Stored records:
## BEGIN

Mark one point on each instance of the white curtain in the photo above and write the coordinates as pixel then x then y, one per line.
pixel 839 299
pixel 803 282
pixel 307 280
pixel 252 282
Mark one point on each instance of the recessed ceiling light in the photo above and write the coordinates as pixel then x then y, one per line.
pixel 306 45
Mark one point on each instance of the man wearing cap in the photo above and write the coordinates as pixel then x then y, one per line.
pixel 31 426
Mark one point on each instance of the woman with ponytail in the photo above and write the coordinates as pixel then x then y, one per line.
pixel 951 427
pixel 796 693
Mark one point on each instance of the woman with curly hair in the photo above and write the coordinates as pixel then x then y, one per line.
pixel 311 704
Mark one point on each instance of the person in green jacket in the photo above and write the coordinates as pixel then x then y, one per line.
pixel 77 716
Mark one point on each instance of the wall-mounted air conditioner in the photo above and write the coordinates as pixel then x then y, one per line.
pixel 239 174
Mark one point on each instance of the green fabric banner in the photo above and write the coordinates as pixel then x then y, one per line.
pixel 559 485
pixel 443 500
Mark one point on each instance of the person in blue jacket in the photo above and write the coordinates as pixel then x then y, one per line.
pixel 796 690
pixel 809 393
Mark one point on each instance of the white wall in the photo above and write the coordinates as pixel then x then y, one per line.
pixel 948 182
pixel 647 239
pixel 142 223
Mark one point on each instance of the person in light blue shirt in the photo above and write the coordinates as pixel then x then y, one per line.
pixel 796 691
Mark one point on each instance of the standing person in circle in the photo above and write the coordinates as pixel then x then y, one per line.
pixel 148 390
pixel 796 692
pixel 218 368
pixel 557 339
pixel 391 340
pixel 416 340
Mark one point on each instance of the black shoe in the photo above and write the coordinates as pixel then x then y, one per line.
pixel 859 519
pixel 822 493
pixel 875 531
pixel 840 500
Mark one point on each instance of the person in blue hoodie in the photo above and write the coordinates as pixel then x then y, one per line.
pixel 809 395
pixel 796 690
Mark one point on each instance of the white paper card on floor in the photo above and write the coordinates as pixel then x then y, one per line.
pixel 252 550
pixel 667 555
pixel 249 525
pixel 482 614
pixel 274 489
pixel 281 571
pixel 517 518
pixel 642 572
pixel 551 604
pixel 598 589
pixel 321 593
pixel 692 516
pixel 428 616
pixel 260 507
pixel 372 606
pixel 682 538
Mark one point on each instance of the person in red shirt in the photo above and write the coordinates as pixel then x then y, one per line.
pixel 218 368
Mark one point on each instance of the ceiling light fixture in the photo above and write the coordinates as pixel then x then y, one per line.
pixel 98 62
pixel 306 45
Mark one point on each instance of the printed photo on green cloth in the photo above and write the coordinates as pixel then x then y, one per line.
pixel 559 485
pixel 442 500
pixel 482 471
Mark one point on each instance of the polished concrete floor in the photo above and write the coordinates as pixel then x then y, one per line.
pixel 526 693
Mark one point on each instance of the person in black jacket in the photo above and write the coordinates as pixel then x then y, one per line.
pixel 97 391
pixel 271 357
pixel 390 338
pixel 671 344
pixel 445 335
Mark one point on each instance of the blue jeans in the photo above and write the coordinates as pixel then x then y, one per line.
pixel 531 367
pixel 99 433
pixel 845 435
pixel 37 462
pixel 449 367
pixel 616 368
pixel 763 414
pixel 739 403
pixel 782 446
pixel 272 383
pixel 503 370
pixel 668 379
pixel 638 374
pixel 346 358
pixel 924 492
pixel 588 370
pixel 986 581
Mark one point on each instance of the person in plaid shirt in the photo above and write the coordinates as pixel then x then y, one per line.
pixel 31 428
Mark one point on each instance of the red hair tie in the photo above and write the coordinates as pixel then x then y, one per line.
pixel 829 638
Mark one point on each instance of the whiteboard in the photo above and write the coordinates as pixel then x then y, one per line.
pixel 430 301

## END

• _THE PROBLEM_
Can you retype every one of the stored records above, word for word?

• _TASK ANSWER_
Mark one point on each instance of the white curtain in the photo above and write the coordinates as pixel then x then y, one per line.
pixel 839 299
pixel 803 282
pixel 307 280
pixel 252 282
Mark one point on each instance of the recessed ceiling light in the photo above and write the coordinates as pixel then x then y, one per line.
pixel 306 45
Mark one point on each instance of the man wearing cap in the photo above and write the coordinates as pixel then x then y, one per line.
pixel 31 426
Mark one point on each instance of the woman with ponytail in the photo above and write the coordinates as pixel then x then y, one per line.
pixel 951 427
pixel 796 693
Mark one point on each instance of the woman with curly hair in the photo above and write the coordinates as pixel then x then y, one per line.
pixel 311 704
Mark one point on each instance of the person in green jacket in the photo above and write the coordinates as pixel then x then y, one per line.
pixel 77 716
Mark one point on each instance of the wall-mounted air conditioner in the photo above and write the coordinates as pixel then x then y, one per line.
pixel 239 174
Mark one point on each instance of the green fabric banner in the photo above and write the coordinates as pixel then x then y, one per line.
pixel 559 485
pixel 443 500
Mark one point on each instance of the person in blue jacket in the photo above and write the coordinates as pixel then x then y, one per line.
pixel 796 690
pixel 809 393
Mark one point on each instance of the white wall in the photo above and write the coordinates as pixel then x then y, one per line.
pixel 948 182
pixel 647 239
pixel 142 223
Mark one point on each instance of the person in light blue shirt in the photo above and write the coordinates as pixel then x then y, one per line.
pixel 796 691
Mark one point on each instance of the standing person in circle in the photo above and write the coordinates as pixel then x then y, one per line.
pixel 148 390
pixel 796 692
pixel 218 368
pixel 557 339
pixel 391 340
pixel 416 340
Mark one point on each instance of the black shoe in the photo above and write the coordinates as pixel then x then y, one per line.
pixel 859 519
pixel 822 493
pixel 875 531
pixel 840 500
Mark one point on each instance of the person in blue hoodie in the photo above and write the coordinates as pixel then x then y, one per line.
pixel 809 395
pixel 796 690
Mark one point on each instance of the white paper card on floor in the photo above and write the coordinates as pixel then x then y, one per line.
pixel 252 550
pixel 667 555
pixel 249 525
pixel 482 614
pixel 274 489
pixel 281 571
pixel 517 518
pixel 642 572
pixel 551 604
pixel 598 589
pixel 321 593
pixel 692 516
pixel 428 616
pixel 260 507
pixel 372 606
pixel 682 538
Mark one point on each instance of the person in red shirt in the photo above and write the coordinates as pixel then x then y, one per line.
pixel 218 368
Mark one point on each instance of the ceiling light fixture in the photo above and write the coordinates as pixel then x then y, one per line.
pixel 98 62
pixel 306 45
Mark one point on each instance of the printed photo on green cloth in the photo above and write the coordinates as pixel then x then y, one per line.
pixel 559 485
pixel 442 500
pixel 482 471
Mark one point on each instance of the polished concrete floor in the photo above and write the coordinates as pixel then x then y, one per line.
pixel 526 693
Mark one point on each instance of the person in black jacket in the photo above and write the coordinates as pixel then x then y, one per line.
pixel 97 391
pixel 271 357
pixel 390 338
pixel 671 344
pixel 445 335
Mark one point on each instance of the blue jeans in the photo above and write the coordinates as pixel then x then y, one per line.
pixel 531 367
pixel 99 433
pixel 845 435
pixel 37 462
pixel 449 367
pixel 616 368
pixel 763 414
pixel 739 403
pixel 782 446
pixel 272 383
pixel 503 370
pixel 668 379
pixel 638 374
pixel 346 358
pixel 924 492
pixel 588 370
pixel 986 581
Mark one point on each instance of the person in plaid shirt in the photo above and write the coordinates as pixel then x then y, one per line.
pixel 31 428
Mark one point on each instance of the red hair tie in the photo above and write the coordinates as pixel then x then y, one per line.
pixel 829 638
Mark one point on each instance of the whiteboard in the photo above and write the coordinates as pixel then x then y, one per line.
pixel 430 301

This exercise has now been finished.